§ THE RECORDS
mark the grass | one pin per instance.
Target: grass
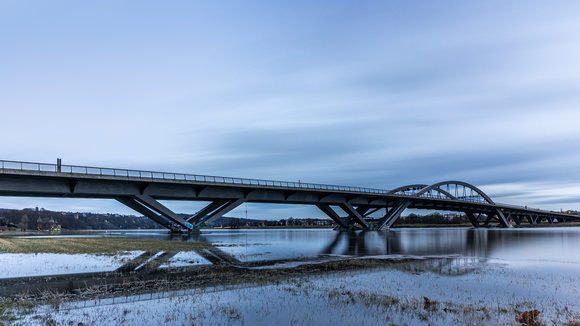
(104, 245)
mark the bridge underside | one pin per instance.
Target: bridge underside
(349, 208)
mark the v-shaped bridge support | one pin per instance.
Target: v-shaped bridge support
(156, 211)
(214, 211)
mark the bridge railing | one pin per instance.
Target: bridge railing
(152, 175)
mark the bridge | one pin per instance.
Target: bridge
(350, 207)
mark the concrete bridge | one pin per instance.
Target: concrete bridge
(349, 207)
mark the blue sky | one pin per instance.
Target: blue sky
(370, 93)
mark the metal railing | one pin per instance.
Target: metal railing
(152, 175)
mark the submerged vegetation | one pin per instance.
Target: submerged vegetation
(92, 245)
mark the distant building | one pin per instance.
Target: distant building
(48, 224)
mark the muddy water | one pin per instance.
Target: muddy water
(485, 277)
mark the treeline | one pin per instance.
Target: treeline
(235, 222)
(434, 218)
(31, 219)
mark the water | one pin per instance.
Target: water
(475, 276)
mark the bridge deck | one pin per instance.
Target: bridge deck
(141, 191)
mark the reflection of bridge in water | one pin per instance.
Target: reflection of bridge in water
(449, 252)
(349, 207)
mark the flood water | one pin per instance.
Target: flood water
(476, 276)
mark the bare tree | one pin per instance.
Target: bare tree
(23, 223)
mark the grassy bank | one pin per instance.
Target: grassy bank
(92, 245)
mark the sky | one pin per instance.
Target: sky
(374, 94)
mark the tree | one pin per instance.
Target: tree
(23, 222)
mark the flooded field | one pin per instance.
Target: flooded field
(455, 276)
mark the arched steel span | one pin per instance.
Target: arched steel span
(454, 190)
(143, 191)
(457, 185)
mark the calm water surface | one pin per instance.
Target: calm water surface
(517, 245)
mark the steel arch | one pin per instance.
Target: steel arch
(461, 183)
(404, 189)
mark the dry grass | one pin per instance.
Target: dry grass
(104, 245)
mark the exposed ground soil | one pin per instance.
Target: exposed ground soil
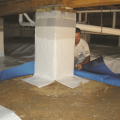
(90, 101)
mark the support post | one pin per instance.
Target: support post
(80, 17)
(119, 41)
(85, 17)
(1, 38)
(114, 19)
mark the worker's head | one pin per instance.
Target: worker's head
(77, 36)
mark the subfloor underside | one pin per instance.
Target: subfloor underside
(89, 101)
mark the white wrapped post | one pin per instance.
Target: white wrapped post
(54, 49)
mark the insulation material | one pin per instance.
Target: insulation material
(6, 114)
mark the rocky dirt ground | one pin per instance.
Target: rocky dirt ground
(89, 101)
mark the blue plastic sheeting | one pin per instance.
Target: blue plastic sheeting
(98, 71)
(94, 70)
(22, 70)
(98, 66)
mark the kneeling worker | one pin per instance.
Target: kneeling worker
(82, 52)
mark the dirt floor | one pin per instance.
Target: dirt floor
(90, 101)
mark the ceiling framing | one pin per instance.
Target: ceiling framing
(11, 7)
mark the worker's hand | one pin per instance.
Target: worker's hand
(78, 66)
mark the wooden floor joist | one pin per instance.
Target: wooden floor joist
(20, 6)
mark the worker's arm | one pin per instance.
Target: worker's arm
(86, 60)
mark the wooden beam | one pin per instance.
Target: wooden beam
(89, 3)
(21, 6)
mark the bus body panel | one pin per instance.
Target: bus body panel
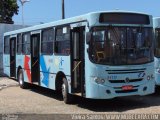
(51, 65)
(156, 25)
(24, 62)
(6, 64)
(115, 89)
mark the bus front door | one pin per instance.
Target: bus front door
(77, 60)
(13, 57)
(35, 68)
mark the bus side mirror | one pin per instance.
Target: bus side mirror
(88, 37)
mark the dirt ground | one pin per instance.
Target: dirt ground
(37, 100)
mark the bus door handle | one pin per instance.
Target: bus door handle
(34, 63)
(76, 66)
(12, 62)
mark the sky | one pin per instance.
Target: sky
(43, 11)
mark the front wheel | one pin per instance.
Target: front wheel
(67, 98)
(22, 84)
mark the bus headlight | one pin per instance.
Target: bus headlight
(99, 80)
(158, 70)
(150, 77)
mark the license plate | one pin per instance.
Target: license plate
(127, 87)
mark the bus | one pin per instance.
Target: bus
(99, 55)
(156, 25)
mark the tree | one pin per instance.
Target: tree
(7, 10)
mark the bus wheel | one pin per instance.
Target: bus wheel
(22, 84)
(67, 98)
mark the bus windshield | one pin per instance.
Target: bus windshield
(121, 45)
(157, 35)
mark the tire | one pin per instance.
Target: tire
(67, 98)
(22, 84)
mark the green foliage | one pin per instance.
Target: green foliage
(7, 10)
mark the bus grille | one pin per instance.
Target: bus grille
(126, 91)
(123, 81)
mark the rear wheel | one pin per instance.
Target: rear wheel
(67, 98)
(22, 84)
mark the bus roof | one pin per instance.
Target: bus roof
(85, 17)
(156, 22)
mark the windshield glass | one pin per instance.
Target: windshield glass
(157, 49)
(121, 45)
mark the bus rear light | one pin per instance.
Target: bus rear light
(152, 76)
(148, 78)
(99, 80)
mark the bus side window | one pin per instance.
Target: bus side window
(62, 42)
(47, 41)
(6, 45)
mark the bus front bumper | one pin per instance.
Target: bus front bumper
(98, 91)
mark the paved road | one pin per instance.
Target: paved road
(14, 100)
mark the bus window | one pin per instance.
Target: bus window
(62, 45)
(26, 44)
(157, 48)
(19, 44)
(6, 45)
(47, 41)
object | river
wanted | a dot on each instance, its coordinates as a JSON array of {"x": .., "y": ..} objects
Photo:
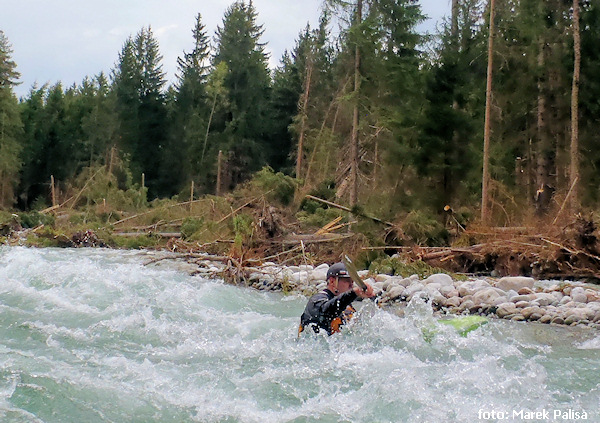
[{"x": 98, "y": 335}]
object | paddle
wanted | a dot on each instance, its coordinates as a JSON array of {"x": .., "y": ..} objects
[{"x": 351, "y": 268}]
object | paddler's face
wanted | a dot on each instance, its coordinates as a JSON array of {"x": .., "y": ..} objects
[{"x": 343, "y": 285}]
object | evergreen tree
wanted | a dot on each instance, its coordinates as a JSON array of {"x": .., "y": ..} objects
[
  {"x": 446, "y": 151},
  {"x": 244, "y": 128},
  {"x": 10, "y": 125},
  {"x": 138, "y": 81},
  {"x": 189, "y": 114}
]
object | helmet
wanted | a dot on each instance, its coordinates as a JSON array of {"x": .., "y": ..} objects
[{"x": 337, "y": 270}]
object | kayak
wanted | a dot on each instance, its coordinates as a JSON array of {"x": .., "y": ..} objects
[{"x": 462, "y": 324}]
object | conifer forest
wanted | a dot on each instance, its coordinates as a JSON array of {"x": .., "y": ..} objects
[{"x": 493, "y": 119}]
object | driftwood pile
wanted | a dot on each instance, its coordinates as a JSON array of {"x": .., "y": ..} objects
[{"x": 569, "y": 253}]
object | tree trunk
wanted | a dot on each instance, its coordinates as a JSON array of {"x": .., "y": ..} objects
[
  {"x": 355, "y": 121},
  {"x": 304, "y": 111},
  {"x": 574, "y": 173},
  {"x": 454, "y": 27},
  {"x": 485, "y": 202},
  {"x": 219, "y": 171}
]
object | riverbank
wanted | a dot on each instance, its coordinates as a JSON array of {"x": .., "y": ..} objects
[{"x": 512, "y": 298}]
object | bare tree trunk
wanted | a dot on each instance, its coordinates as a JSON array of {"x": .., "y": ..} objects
[
  {"x": 212, "y": 112},
  {"x": 574, "y": 173},
  {"x": 219, "y": 171},
  {"x": 354, "y": 141},
  {"x": 304, "y": 111},
  {"x": 485, "y": 202},
  {"x": 454, "y": 27}
]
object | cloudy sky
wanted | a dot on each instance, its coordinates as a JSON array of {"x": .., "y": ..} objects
[{"x": 66, "y": 40}]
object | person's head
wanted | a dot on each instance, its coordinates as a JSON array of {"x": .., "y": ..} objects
[{"x": 338, "y": 279}]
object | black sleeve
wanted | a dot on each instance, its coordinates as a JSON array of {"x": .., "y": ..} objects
[
  {"x": 322, "y": 310},
  {"x": 338, "y": 304}
]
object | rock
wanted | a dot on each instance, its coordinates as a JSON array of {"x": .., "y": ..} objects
[
  {"x": 544, "y": 299},
  {"x": 515, "y": 283},
  {"x": 471, "y": 287},
  {"x": 441, "y": 278},
  {"x": 501, "y": 299},
  {"x": 415, "y": 287},
  {"x": 382, "y": 278},
  {"x": 405, "y": 282},
  {"x": 299, "y": 277},
  {"x": 578, "y": 295},
  {"x": 486, "y": 296},
  {"x": 448, "y": 291},
  {"x": 306, "y": 267},
  {"x": 593, "y": 295},
  {"x": 529, "y": 297},
  {"x": 452, "y": 302},
  {"x": 510, "y": 294},
  {"x": 536, "y": 316},
  {"x": 466, "y": 305},
  {"x": 318, "y": 275},
  {"x": 527, "y": 312},
  {"x": 506, "y": 309},
  {"x": 395, "y": 292},
  {"x": 566, "y": 299}
]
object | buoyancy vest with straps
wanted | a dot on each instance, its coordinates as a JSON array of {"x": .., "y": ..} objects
[{"x": 327, "y": 311}]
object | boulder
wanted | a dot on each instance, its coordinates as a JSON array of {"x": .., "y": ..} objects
[
  {"x": 544, "y": 299},
  {"x": 506, "y": 309},
  {"x": 395, "y": 292},
  {"x": 448, "y": 291},
  {"x": 454, "y": 302},
  {"x": 578, "y": 295},
  {"x": 318, "y": 275},
  {"x": 528, "y": 297},
  {"x": 441, "y": 278},
  {"x": 471, "y": 287},
  {"x": 515, "y": 283},
  {"x": 382, "y": 278},
  {"x": 528, "y": 312},
  {"x": 486, "y": 296}
]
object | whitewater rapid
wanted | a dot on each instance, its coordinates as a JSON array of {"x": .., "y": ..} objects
[{"x": 95, "y": 335}]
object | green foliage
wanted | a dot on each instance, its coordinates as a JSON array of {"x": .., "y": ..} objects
[
  {"x": 137, "y": 242},
  {"x": 396, "y": 266},
  {"x": 277, "y": 187},
  {"x": 424, "y": 229},
  {"x": 320, "y": 217},
  {"x": 190, "y": 227},
  {"x": 100, "y": 188},
  {"x": 34, "y": 219},
  {"x": 243, "y": 228}
]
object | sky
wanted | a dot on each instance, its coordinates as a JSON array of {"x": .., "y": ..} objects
[{"x": 67, "y": 40}]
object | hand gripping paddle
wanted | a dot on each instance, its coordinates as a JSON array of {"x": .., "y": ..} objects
[{"x": 351, "y": 268}]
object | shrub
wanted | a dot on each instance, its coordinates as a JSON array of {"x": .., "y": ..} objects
[
  {"x": 280, "y": 187},
  {"x": 424, "y": 229}
]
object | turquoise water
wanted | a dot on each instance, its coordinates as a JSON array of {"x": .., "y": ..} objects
[{"x": 99, "y": 336}]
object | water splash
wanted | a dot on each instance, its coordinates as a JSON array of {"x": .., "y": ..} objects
[{"x": 97, "y": 336}]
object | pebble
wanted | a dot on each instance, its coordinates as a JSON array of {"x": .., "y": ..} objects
[{"x": 513, "y": 298}]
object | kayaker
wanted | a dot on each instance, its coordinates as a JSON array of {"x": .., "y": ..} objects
[{"x": 332, "y": 307}]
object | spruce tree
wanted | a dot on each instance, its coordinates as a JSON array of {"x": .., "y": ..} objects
[
  {"x": 244, "y": 128},
  {"x": 138, "y": 81},
  {"x": 10, "y": 125}
]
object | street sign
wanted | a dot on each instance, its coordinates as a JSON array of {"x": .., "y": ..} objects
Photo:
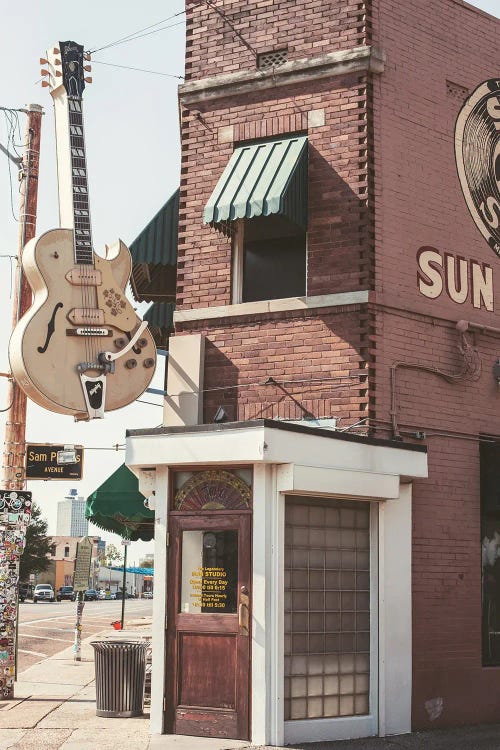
[
  {"x": 82, "y": 565},
  {"x": 45, "y": 461}
]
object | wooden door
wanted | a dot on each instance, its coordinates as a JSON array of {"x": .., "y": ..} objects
[{"x": 208, "y": 635}]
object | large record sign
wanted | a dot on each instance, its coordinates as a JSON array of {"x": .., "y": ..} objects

§ WHAT IS EXPECTED
In the entries, find every line holding "sign" and copy it.

§ RESPONSE AREA
object | street sign
object | large record sign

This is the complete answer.